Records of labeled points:
........

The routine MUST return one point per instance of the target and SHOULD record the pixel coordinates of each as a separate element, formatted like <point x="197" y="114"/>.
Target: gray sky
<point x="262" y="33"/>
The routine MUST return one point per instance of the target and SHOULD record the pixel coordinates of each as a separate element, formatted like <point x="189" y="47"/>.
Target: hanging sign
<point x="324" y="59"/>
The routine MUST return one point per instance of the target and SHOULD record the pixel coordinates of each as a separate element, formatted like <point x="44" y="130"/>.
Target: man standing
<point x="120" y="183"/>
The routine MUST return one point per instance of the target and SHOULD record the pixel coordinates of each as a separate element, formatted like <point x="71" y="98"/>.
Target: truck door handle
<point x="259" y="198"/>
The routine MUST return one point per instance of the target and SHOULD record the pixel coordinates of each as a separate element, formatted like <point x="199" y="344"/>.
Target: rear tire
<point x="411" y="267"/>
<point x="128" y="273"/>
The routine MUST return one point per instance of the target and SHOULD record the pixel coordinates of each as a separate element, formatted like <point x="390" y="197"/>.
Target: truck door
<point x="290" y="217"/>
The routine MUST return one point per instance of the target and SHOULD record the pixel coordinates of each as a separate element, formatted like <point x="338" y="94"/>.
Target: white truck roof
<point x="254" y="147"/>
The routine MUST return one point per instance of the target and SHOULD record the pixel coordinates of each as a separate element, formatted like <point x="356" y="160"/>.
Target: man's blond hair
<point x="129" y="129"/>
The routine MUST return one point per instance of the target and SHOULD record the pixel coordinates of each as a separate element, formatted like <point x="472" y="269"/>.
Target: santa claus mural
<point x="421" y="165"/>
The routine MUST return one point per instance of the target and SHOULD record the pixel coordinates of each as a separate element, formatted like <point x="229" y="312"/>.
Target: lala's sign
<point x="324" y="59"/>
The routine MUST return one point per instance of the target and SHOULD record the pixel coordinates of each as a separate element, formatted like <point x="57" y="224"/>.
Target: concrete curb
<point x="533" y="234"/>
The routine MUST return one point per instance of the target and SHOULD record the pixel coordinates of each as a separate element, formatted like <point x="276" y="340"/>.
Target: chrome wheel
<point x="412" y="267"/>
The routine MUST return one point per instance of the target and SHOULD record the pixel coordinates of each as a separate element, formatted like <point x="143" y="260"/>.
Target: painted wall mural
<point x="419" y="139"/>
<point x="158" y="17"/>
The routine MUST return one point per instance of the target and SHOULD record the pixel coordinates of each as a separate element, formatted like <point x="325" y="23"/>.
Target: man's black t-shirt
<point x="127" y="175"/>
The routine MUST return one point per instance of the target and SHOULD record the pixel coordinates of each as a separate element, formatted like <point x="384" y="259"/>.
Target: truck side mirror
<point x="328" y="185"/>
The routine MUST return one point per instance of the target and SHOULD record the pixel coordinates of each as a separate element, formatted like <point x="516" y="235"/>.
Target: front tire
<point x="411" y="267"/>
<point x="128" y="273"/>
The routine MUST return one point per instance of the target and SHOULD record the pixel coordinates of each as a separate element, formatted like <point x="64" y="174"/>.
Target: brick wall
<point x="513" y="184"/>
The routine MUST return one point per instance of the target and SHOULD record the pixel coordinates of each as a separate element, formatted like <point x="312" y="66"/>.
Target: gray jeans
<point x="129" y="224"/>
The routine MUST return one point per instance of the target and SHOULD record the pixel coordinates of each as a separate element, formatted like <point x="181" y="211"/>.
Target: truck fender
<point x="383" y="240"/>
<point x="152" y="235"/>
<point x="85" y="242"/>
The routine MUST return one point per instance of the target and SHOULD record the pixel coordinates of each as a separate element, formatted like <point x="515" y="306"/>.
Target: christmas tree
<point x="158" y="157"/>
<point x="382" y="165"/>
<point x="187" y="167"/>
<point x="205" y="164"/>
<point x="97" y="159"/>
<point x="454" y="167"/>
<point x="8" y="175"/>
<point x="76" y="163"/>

........

**TASK REQUIREMENTS:** Return every line of the material exactly.

**EXPECTED ANSWER:**
The routine MUST return one point per instance of the target and SHOULD record the pixel coordinates of each as a separate element, formatted like <point x="197" y="114"/>.
Target: gray sky
<point x="262" y="33"/>
The routine MUST return one point per instance of the target and SHOULD record the pixel coordinates of each as a separate element, formatted like <point x="189" y="47"/>.
Target: hanging sign
<point x="324" y="59"/>
The routine MUST return one point per instance of the target and SHOULD record the pixel coordinates of each as a separate element, formatted like <point x="44" y="130"/>.
Target: man standing
<point x="120" y="183"/>
The routine MUST return one point per instance of the target and SHOULD record the pixel coordinates of each as a separate element, formatted like <point x="71" y="98"/>.
Target: truck door handle
<point x="259" y="198"/>
The routine MUST return one point per instance of the target and SHOULD record the pixel coordinates of each as a separate element, formatted like <point x="199" y="344"/>.
Target: rear tire
<point x="411" y="267"/>
<point x="128" y="273"/>
The routine MUST return one point per instance of the target and SHOULD record the pixel coordinates of each as a separate element, formatted like <point x="390" y="197"/>.
Target: truck door
<point x="290" y="217"/>
The routine MUST return one point per instance of the target and SHOULD record the pixel coordinates of each as a separate element, formatted like <point x="338" y="94"/>.
Target: white truck roof
<point x="254" y="147"/>
The routine MUST return one point per instance of the target and SHOULD record the pixel coordinates of each as a separate element, formatted like <point x="356" y="160"/>.
Target: man's blond hair
<point x="129" y="129"/>
The routine MUST return one point per instance of the target and SHOULD record the pixel coordinates of each as a separate element, formatted like <point x="472" y="269"/>.
Target: santa claus mural
<point x="421" y="165"/>
The routine MUST return one point per instance of the target and SHOULD record the pixel coordinates of each as a separate element, formatted like <point x="229" y="312"/>.
Target: lala's sign
<point x="324" y="59"/>
The routine MUST return one point per instance of the target and SHOULD record the pixel coordinates of each as a separate element, formatted like <point x="57" y="224"/>.
Target: concrete curb
<point x="533" y="234"/>
The routine MUST return one point per instance of the target and SHOULD record the pixel coordinates of each as a separate element, formatted like <point x="276" y="340"/>.
Target: chrome wheel
<point x="412" y="267"/>
The routine MUST return one point per instance of the target and SHOULD record the pixel coordinates of each as a separate element, formatted like <point x="143" y="260"/>.
Target: painted wall mural
<point x="419" y="139"/>
<point x="158" y="17"/>
The routine MUST return one point per instance of the target and SHOULD record the pixel coordinates of each as a separate element, formatted like <point x="325" y="23"/>.
Target: man's black t-shirt
<point x="127" y="175"/>
The routine MUST return one point per instance of the target and SHOULD record the pixel coordinates of each as a separate element, formatted like <point x="384" y="259"/>.
Target: truck side mirror
<point x="328" y="185"/>
The routine MUST return one point per instance of the target and SHOULD record the pixel coordinates of each as a separate element, formatted like <point x="516" y="235"/>.
Target: front tire
<point x="411" y="267"/>
<point x="128" y="273"/>
The routine MUST return one point per instance of the target and SHOULD record the pixel coordinates of each as a separate element, formatted like <point x="64" y="174"/>.
Target: brick wall
<point x="513" y="184"/>
The routine MUST return one point per instance of the target and SHOULD record the pixel coordinates of each as a separate element, formatted like <point x="312" y="66"/>.
Target: gray jeans
<point x="129" y="224"/>
The routine MUST return one point per instance of the target and SHOULD record the pixel coordinates of each as a separate element, formatted like <point x="181" y="211"/>.
Target: truck fender
<point x="383" y="240"/>
<point x="152" y="235"/>
<point x="85" y="242"/>
The routine MUST return one point per instance of the target and SHOULD record the pixel coordinates of each as a separate element, formatted like <point x="515" y="306"/>.
Target: christmas tree
<point x="158" y="157"/>
<point x="382" y="165"/>
<point x="187" y="167"/>
<point x="205" y="164"/>
<point x="97" y="159"/>
<point x="454" y="167"/>
<point x="8" y="175"/>
<point x="76" y="163"/>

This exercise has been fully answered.